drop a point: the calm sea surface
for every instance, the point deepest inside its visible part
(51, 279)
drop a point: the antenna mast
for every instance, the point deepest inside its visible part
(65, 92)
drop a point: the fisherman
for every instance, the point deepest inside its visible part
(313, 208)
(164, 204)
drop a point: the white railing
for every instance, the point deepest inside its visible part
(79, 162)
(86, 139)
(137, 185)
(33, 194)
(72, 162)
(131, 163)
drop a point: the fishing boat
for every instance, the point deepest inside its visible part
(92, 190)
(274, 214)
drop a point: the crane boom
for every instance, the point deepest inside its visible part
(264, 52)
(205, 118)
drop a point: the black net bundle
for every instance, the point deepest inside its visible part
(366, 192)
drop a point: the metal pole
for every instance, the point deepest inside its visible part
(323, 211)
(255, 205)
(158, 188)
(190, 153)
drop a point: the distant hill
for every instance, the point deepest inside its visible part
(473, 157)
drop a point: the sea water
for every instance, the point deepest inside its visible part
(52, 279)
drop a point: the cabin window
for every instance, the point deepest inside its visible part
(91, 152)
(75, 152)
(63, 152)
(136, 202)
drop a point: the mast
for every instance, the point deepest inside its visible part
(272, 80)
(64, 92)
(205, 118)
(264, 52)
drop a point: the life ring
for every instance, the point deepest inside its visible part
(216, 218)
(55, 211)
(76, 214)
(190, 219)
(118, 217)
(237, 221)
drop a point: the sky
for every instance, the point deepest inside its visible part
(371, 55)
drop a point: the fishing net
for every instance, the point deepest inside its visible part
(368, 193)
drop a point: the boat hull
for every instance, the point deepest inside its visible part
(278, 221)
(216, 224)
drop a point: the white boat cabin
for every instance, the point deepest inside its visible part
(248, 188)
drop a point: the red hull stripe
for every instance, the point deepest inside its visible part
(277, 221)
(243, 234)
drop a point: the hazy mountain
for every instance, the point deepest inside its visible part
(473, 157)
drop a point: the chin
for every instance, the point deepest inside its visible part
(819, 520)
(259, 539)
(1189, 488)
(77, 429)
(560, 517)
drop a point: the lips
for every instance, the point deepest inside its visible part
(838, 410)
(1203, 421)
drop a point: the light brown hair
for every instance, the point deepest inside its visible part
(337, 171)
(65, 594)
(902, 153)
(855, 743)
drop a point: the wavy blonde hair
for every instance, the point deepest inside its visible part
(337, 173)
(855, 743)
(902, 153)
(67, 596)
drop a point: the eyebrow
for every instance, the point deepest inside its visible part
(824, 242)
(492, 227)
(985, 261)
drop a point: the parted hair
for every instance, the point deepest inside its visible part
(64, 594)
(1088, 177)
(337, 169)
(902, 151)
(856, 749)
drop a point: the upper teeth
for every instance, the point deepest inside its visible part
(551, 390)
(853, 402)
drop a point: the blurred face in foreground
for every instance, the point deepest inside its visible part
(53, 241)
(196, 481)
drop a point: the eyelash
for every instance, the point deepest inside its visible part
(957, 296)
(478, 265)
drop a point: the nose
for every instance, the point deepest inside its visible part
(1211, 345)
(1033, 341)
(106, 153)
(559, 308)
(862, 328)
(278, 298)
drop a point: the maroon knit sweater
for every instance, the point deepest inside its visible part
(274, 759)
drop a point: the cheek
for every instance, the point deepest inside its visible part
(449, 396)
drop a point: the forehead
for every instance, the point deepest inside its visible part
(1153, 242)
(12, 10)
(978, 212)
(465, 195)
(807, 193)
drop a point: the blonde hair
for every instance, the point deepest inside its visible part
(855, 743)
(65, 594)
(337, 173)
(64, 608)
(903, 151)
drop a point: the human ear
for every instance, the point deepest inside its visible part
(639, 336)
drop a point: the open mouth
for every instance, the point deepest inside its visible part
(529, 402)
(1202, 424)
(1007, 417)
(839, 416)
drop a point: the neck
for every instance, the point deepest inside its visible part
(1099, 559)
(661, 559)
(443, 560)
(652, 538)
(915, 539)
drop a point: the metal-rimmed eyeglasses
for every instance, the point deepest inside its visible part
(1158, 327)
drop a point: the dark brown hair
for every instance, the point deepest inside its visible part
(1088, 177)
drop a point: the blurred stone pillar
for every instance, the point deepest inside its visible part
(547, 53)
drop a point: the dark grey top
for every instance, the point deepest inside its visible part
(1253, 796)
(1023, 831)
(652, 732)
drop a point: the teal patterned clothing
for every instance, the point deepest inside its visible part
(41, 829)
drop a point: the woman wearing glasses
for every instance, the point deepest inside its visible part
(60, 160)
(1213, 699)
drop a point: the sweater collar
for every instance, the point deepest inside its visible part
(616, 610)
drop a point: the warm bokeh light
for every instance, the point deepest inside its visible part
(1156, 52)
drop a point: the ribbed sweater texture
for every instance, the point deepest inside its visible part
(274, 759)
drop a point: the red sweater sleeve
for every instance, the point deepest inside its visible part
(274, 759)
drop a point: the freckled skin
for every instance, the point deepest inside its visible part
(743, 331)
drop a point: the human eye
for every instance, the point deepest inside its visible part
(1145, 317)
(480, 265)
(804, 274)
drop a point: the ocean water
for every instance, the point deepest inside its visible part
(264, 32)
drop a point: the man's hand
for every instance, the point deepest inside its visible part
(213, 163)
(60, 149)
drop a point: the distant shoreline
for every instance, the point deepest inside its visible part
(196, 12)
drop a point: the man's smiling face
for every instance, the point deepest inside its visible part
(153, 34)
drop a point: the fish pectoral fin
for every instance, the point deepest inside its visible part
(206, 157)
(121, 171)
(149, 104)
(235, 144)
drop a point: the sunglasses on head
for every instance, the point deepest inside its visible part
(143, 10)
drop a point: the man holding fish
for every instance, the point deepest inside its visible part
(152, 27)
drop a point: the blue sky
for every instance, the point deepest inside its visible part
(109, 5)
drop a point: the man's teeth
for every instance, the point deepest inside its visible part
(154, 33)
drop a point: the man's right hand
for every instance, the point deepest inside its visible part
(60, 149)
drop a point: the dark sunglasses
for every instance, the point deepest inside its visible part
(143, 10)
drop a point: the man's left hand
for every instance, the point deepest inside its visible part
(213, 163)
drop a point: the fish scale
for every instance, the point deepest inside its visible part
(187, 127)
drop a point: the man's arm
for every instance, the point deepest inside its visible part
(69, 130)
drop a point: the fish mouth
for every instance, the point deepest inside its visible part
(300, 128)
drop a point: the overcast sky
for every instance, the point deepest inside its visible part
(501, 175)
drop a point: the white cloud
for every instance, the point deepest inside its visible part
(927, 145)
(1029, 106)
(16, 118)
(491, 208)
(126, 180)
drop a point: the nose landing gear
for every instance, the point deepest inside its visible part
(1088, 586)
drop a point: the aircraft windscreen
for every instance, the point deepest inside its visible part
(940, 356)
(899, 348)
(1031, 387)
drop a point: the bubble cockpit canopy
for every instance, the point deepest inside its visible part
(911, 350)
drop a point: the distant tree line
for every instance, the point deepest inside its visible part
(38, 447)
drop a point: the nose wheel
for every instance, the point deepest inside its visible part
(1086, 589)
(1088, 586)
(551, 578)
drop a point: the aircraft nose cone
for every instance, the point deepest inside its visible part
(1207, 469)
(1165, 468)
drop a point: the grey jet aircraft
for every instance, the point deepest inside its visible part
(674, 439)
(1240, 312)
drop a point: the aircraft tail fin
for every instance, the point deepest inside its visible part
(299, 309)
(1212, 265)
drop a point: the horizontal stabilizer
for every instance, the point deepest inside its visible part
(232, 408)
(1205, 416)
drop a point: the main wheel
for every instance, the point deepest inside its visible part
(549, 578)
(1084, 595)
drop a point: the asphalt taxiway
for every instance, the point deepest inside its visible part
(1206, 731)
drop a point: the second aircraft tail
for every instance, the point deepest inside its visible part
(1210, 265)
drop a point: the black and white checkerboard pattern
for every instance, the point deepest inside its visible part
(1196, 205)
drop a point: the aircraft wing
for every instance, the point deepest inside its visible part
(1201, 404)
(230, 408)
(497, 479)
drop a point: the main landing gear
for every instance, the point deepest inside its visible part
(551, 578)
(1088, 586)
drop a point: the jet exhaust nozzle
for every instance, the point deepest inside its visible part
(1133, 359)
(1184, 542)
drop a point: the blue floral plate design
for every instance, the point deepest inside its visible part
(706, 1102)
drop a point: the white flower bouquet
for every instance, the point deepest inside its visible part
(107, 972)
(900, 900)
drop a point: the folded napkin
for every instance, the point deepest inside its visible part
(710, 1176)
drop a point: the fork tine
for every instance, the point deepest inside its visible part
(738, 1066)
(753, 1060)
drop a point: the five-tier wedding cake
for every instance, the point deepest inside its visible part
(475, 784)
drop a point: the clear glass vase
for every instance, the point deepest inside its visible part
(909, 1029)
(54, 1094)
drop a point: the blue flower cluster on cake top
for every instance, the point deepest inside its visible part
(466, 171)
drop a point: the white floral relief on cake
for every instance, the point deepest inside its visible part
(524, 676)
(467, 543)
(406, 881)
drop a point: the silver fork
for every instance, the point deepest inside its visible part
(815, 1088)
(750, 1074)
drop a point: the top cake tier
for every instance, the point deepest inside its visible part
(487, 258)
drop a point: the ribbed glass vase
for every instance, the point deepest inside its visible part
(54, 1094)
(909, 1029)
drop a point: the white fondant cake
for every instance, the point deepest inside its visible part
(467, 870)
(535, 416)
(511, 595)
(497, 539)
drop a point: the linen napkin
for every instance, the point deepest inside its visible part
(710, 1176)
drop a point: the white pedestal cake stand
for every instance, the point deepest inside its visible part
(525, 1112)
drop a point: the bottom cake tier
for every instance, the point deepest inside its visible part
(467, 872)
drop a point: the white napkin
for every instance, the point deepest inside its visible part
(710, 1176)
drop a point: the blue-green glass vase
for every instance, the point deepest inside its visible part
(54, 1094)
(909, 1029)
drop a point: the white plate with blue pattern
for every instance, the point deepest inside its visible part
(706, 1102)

--------------------

What is needed |
Give back the opening line of the records above and every line after it, up to and including the one with "drop a point: the hazy mountain", unchanged.

Task result |
drop a point: the calm sea surface
for every instance, the point deepest inside its visible part
(51, 279)
drop a point: the antenna mast
for every instance, the point deepest inside its visible part
(65, 92)
drop a point: the fisherman
for every instance, the point deepest inside its visible part
(313, 208)
(164, 204)
drop a point: the white railing
for every instance, the point deepest inside its visible part
(79, 162)
(86, 139)
(137, 185)
(33, 194)
(72, 162)
(131, 163)
drop a point: the fishing boat
for every instance, the point deepest inside its visible part
(92, 190)
(274, 214)
drop a point: the crane boom
for every instance, the point deepest inside its visible part
(264, 52)
(205, 118)
drop a point: the black net bundle
for every instance, the point deepest inside its visible part
(366, 192)
drop a point: the metal pole
for every instance, the point deepest inside its visible part
(323, 211)
(255, 205)
(158, 188)
(190, 153)
drop a point: the distant hill
for every instance, the point deepest inside its visible part
(473, 157)
drop a point: the sea water
for every instance, the point deepest inside its visible part
(52, 279)
drop a point: the cabin window
for every instance, the point deepest inside its visible part
(91, 152)
(75, 152)
(63, 152)
(136, 202)
drop a point: the mast
for every instance, the point deepest inside its visible part
(272, 80)
(64, 92)
(205, 118)
(264, 52)
drop a point: the life ring
for every instance, the point deepest inside its visible part
(216, 218)
(55, 211)
(76, 214)
(190, 219)
(118, 217)
(237, 221)
drop a point: the sky
for every instance, the point deepest inside its visible part
(371, 55)
drop a point: the fishing net
for every instance, the point deepest inside its visible part
(368, 193)
drop a point: the boat hull
for every instance, the point deepest inside its visible part
(278, 221)
(216, 224)
drop a point: the white boat cabin
for every instance, the point deepest inside its visible part
(248, 188)
drop a point: the red hull stripe
for every instance, the point deepest inside its visible part
(277, 221)
(243, 234)
drop a point: the hazy mountain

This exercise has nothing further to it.